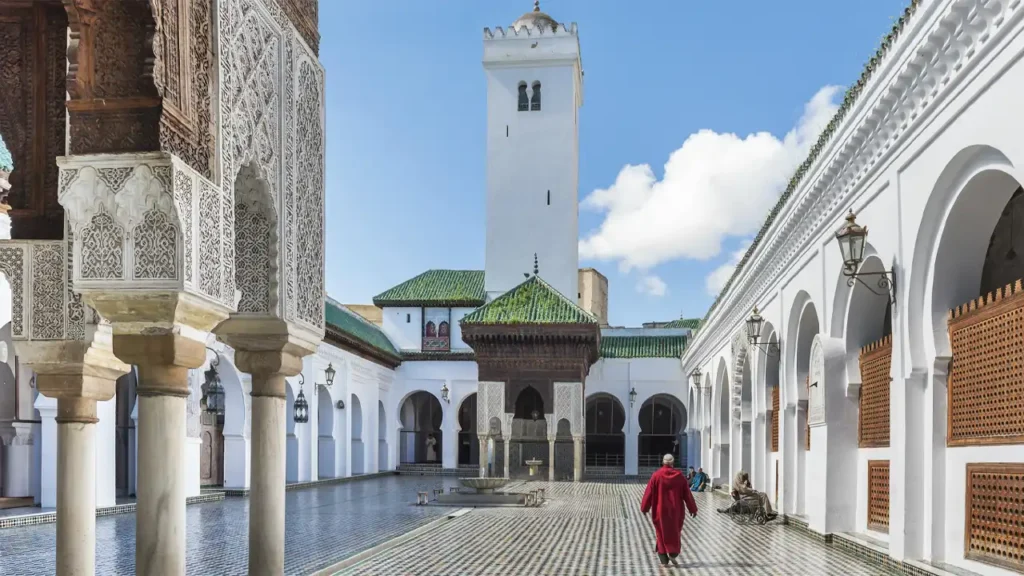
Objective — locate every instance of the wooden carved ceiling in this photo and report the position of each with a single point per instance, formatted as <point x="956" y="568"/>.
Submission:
<point x="32" y="113"/>
<point x="531" y="354"/>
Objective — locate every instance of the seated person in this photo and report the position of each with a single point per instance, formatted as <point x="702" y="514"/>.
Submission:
<point x="745" y="496"/>
<point x="699" y="482"/>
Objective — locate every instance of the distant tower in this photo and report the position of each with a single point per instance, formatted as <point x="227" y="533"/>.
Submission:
<point x="535" y="90"/>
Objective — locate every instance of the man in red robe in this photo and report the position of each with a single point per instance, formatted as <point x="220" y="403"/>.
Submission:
<point x="666" y="495"/>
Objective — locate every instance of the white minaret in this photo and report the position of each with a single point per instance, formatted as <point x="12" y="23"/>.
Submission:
<point x="535" y="89"/>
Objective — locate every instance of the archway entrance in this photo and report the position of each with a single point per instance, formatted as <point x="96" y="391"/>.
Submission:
<point x="382" y="461"/>
<point x="605" y="441"/>
<point x="421" y="429"/>
<point x="663" y="421"/>
<point x="358" y="459"/>
<point x="529" y="432"/>
<point x="469" y="449"/>
<point x="325" y="437"/>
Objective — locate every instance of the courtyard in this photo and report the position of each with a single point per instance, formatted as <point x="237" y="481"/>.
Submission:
<point x="583" y="529"/>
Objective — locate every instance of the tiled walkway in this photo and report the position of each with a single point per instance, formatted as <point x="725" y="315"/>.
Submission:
<point x="587" y="529"/>
<point x="596" y="529"/>
<point x="324" y="526"/>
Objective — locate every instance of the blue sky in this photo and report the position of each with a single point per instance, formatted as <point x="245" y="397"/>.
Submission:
<point x="406" y="114"/>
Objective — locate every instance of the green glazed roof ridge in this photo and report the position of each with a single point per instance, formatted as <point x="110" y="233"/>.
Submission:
<point x="848" y="100"/>
<point x="6" y="162"/>
<point x="642" y="345"/>
<point x="438" y="286"/>
<point x="371" y="333"/>
<point x="577" y="314"/>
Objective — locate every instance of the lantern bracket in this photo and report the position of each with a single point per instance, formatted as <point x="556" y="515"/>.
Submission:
<point x="886" y="282"/>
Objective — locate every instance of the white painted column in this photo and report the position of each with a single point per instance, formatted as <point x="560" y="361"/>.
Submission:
<point x="632" y="449"/>
<point x="160" y="517"/>
<point x="266" y="502"/>
<point x="507" y="443"/>
<point x="107" y="459"/>
<point x="48" y="461"/>
<point x="577" y="458"/>
<point x="551" y="458"/>
<point x="483" y="455"/>
<point x="17" y="451"/>
<point x="76" y="483"/>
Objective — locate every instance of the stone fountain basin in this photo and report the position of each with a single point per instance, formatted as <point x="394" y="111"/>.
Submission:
<point x="483" y="485"/>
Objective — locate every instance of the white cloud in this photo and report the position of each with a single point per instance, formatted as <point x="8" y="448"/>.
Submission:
<point x="652" y="286"/>
<point x="717" y="279"/>
<point x="715" y="187"/>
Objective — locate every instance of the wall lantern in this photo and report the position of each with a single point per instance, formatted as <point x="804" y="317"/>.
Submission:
<point x="214" y="389"/>
<point x="851" y="238"/>
<point x="754" y="325"/>
<point x="301" y="407"/>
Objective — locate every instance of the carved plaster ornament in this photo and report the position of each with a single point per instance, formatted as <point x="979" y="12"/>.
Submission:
<point x="142" y="192"/>
<point x="87" y="196"/>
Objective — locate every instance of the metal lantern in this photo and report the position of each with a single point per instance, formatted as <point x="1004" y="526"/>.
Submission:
<point x="301" y="407"/>
<point x="851" y="238"/>
<point x="754" y="324"/>
<point x="214" y="389"/>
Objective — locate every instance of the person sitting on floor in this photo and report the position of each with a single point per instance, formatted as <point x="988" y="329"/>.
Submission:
<point x="699" y="482"/>
<point x="745" y="496"/>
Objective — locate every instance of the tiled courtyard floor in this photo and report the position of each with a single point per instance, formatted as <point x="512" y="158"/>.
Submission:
<point x="587" y="529"/>
<point x="324" y="526"/>
<point x="597" y="529"/>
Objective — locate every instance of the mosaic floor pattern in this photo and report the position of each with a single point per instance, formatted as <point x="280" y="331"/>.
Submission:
<point x="324" y="526"/>
<point x="596" y="529"/>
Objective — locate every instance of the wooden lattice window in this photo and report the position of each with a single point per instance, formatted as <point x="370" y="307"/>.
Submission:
<point x="774" y="418"/>
<point x="872" y="421"/>
<point x="986" y="379"/>
<point x="878" y="495"/>
<point x="993" y="531"/>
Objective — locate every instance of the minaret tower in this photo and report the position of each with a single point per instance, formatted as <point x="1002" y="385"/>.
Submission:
<point x="535" y="90"/>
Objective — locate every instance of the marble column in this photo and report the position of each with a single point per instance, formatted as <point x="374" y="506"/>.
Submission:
<point x="507" y="442"/>
<point x="163" y="361"/>
<point x="483" y="455"/>
<point x="577" y="458"/>
<point x="551" y="458"/>
<point x="266" y="499"/>
<point x="78" y="374"/>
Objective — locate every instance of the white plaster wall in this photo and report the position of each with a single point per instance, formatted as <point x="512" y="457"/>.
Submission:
<point x="528" y="154"/>
<point x="403" y="326"/>
<point x="904" y="199"/>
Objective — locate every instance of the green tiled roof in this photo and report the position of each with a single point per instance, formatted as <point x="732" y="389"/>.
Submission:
<point x="350" y="324"/>
<point x="6" y="162"/>
<point x="534" y="301"/>
<point x="642" y="346"/>
<point x="437" y="288"/>
<point x="691" y="323"/>
<point x="848" y="100"/>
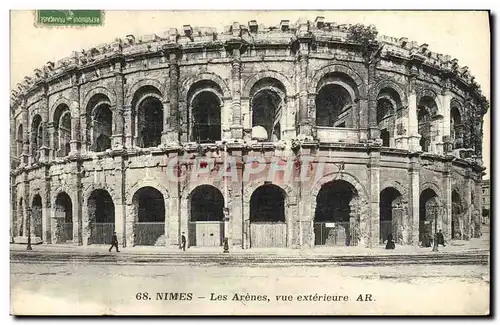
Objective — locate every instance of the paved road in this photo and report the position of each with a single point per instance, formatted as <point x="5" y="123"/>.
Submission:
<point x="251" y="258"/>
<point x="86" y="287"/>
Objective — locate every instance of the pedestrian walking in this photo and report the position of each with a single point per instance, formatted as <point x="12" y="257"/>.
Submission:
<point x="183" y="242"/>
<point x="390" y="242"/>
<point x="440" y="238"/>
<point x="114" y="242"/>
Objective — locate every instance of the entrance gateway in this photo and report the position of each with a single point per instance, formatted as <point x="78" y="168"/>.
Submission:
<point x="267" y="217"/>
<point x="206" y="225"/>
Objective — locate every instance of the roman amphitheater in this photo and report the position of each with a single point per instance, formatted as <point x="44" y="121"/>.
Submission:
<point x="393" y="130"/>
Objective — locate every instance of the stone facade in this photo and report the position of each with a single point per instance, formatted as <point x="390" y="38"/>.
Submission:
<point x="393" y="129"/>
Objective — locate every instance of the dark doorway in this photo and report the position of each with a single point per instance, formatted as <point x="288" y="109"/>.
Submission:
<point x="150" y="122"/>
<point x="333" y="106"/>
<point x="101" y="210"/>
<point x="390" y="214"/>
<point x="150" y="206"/>
<point x="36" y="216"/>
<point x="267" y="217"/>
<point x="63" y="219"/>
<point x="428" y="210"/>
<point x="333" y="223"/>
<point x="456" y="216"/>
<point x="206" y="226"/>
<point x="206" y="118"/>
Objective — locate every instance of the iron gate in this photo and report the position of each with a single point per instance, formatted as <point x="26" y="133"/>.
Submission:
<point x="102" y="233"/>
<point x="324" y="235"/>
<point x="206" y="233"/>
<point x="147" y="233"/>
<point x="268" y="234"/>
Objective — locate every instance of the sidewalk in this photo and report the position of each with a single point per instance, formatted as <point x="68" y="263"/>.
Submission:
<point x="467" y="247"/>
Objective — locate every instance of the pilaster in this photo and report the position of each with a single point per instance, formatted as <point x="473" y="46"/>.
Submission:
<point x="235" y="46"/>
<point x="171" y="127"/>
<point x="414" y="201"/>
<point x="374" y="173"/>
<point x="414" y="136"/>
<point x="306" y="122"/>
<point x="75" y="116"/>
<point x="118" y="121"/>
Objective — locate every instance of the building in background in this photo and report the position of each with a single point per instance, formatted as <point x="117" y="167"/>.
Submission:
<point x="485" y="214"/>
<point x="389" y="131"/>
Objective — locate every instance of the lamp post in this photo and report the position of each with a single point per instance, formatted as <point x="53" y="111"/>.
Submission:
<point x="436" y="211"/>
<point x="226" y="209"/>
<point x="28" y="225"/>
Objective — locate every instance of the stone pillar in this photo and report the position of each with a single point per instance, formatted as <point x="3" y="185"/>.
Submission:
<point x="46" y="208"/>
<point x="54" y="143"/>
<point x="172" y="229"/>
<point x="118" y="131"/>
<point x="468" y="207"/>
<point x="306" y="122"/>
<point x="171" y="127"/>
<point x="236" y="125"/>
<point x="414" y="202"/>
<point x="374" y="174"/>
<point x="27" y="204"/>
<point x="447" y="202"/>
<point x="414" y="136"/>
<point x="45" y="148"/>
<point x="26" y="130"/>
<point x="127" y="126"/>
<point x="479" y="206"/>
<point x="373" y="129"/>
<point x="84" y="131"/>
<point x="236" y="207"/>
<point x="75" y="116"/>
<point x="445" y="127"/>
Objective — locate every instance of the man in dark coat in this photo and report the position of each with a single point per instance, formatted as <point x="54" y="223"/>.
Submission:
<point x="390" y="242"/>
<point x="183" y="242"/>
<point x="114" y="242"/>
<point x="440" y="238"/>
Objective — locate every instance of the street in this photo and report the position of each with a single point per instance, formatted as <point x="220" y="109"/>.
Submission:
<point x="180" y="289"/>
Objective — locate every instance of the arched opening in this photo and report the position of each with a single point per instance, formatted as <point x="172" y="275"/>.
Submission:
<point x="267" y="102"/>
<point x="335" y="221"/>
<point x="36" y="137"/>
<point x="36" y="216"/>
<point x="267" y="217"/>
<point x="99" y="123"/>
<point x="21" y="220"/>
<point x="428" y="211"/>
<point x="149" y="205"/>
<point x="388" y="103"/>
<point x="63" y="219"/>
<point x="334" y="107"/>
<point x="205" y="100"/>
<point x="457" y="211"/>
<point x="456" y="128"/>
<point x="206" y="225"/>
<point x="19" y="141"/>
<point x="101" y="216"/>
<point x="62" y="130"/>
<point x="391" y="214"/>
<point x="427" y="110"/>
<point x="149" y="109"/>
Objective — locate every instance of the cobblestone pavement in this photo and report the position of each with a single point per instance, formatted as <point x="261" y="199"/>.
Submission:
<point x="89" y="288"/>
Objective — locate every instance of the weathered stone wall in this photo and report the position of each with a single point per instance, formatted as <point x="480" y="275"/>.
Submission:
<point x="301" y="59"/>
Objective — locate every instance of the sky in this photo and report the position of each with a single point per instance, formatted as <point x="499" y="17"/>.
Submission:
<point x="462" y="34"/>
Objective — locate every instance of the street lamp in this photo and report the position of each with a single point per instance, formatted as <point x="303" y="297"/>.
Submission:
<point x="436" y="211"/>
<point x="28" y="225"/>
<point x="226" y="209"/>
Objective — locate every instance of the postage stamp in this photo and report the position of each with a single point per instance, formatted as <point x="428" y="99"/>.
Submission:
<point x="250" y="163"/>
<point x="69" y="17"/>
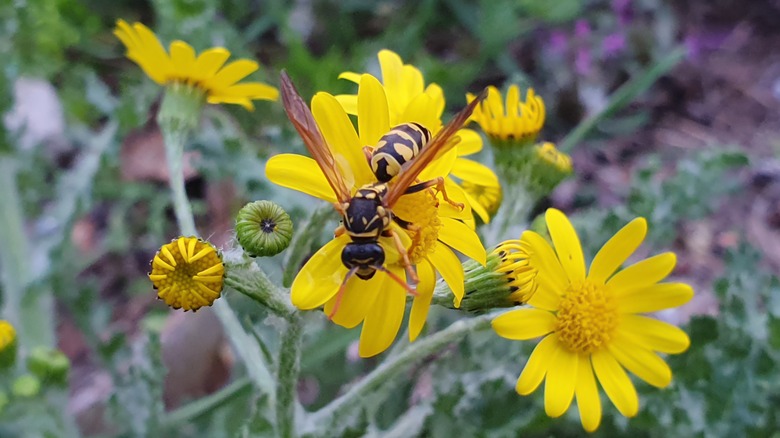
•••
__What is being asked__
Pull out every line above that contains the word "courtyard".

__Reply__
Objective — locate every instance of the courtyard in this photo and report the position of each with a single point per instance, formatted as <point x="237" y="481"/>.
Objective — locate every instance of the tiled courtyard floor in this photo and report the position of each with a single point per instance, formatted as <point x="512" y="158"/>.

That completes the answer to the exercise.